In Communist Czechoslovakia, Blog Post You!

05-10-15 - Wenceslas SquareWe recently took a “Communist Tour” through Prague, and we were lucky to have as a guide someone who lived their childhood through the Communist years. She was there through the indoctrination in the schools all the way to the last demonstrations in Wenceslas Square before they kicked the bastards out on their asses.

According to our guide, Tereza, living through Communism was like living as a schizophrenic. I think a better analogy might be living as someone fluently bilingual. When you speak one language, you switch completely into it. You haven’t forgotten the other, but it sits below the surface for a while. You can switch back and forth between them, but not word by word. Similarly, living under Communism is like living as two people (hence the schizophrenia reference). You know what you are supposed to and compelled to say in public. You haven’t forgotten the truth, and around trustworthy people you can tell the truth, but you won’t switch back and forth between truth and party line word by word.

I have my own opinions about Communism, and bear with me because they’re subtle. Communism is like the horrifying fever dream of a second-year political science undergraduate with borderline personality disorder who has just taken his first sociology course and thus knows exactly why the world is so oppressed. However, it apparently did have its moments of levity. Perhaps it would be best to focus on those. Remember that these stories come straight from a survivor. They’re real.

  • When we walked past a wall covered in graffiti, which is admittedly a real problem in Europe, someone made a comment about how they saw graffiti all over the place. Tereza responded by saying: “there was no graffiti in Communist Czechoslovakia. You weren’t allowed to buy paint.”

— Data entries —
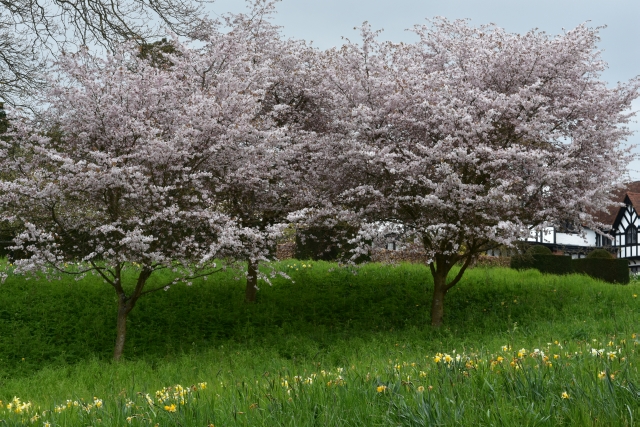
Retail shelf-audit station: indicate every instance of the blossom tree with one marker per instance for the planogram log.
(254, 174)
(470, 136)
(125, 176)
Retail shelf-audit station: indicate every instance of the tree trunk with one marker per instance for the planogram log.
(125, 305)
(252, 282)
(437, 305)
(121, 327)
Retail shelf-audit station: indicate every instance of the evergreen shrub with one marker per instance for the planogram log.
(607, 269)
(541, 258)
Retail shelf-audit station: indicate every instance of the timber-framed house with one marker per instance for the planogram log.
(625, 231)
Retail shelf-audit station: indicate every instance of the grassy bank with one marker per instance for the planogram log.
(329, 347)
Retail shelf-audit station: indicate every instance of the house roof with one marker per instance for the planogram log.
(609, 215)
(634, 198)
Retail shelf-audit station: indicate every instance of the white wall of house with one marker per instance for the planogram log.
(548, 235)
(588, 240)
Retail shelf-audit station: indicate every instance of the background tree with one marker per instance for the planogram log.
(471, 136)
(31, 28)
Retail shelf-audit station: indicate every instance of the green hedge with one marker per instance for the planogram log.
(550, 264)
(609, 270)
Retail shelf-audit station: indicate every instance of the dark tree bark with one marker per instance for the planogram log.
(440, 270)
(125, 305)
(252, 282)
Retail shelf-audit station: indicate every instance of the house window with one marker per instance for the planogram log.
(602, 241)
(631, 235)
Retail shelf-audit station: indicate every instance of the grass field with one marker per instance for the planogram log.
(333, 346)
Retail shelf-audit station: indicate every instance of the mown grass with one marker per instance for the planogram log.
(334, 346)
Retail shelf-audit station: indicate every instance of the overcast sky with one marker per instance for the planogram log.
(325, 21)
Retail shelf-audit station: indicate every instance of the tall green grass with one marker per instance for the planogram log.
(332, 346)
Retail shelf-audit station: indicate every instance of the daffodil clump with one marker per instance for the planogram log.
(142, 410)
(561, 375)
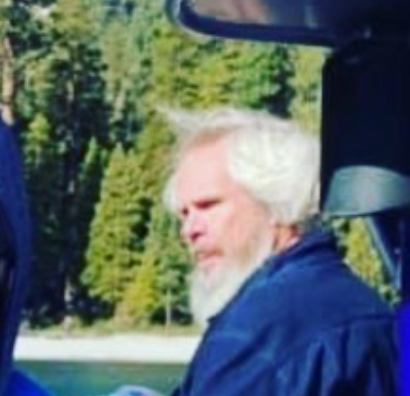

— What is required —
In the post about the Communist tour of Prague, rewrite the passage from "According to our" to "line word by word.", replacing "bilingual" with "multilingual".

— Output of the task —
According to our guide, Tereza, living through Communism was like living as a schizophrenic. I think a better analogy might be living as someone fluently multilingual. When you speak one language, you switch completely into it. You haven’t forgotten the other, but it sits below the surface for a while. You can switch back and forth between them, but not word by word. Similarly, living under Communism is like living as two people (hence the schizophrenia reference). You know what you are supposed to and compelled to say in public. You haven’t forgotten the truth, and around trustworthy people you can tell the truth, but you won’t switch back and forth between truth and party line word by word.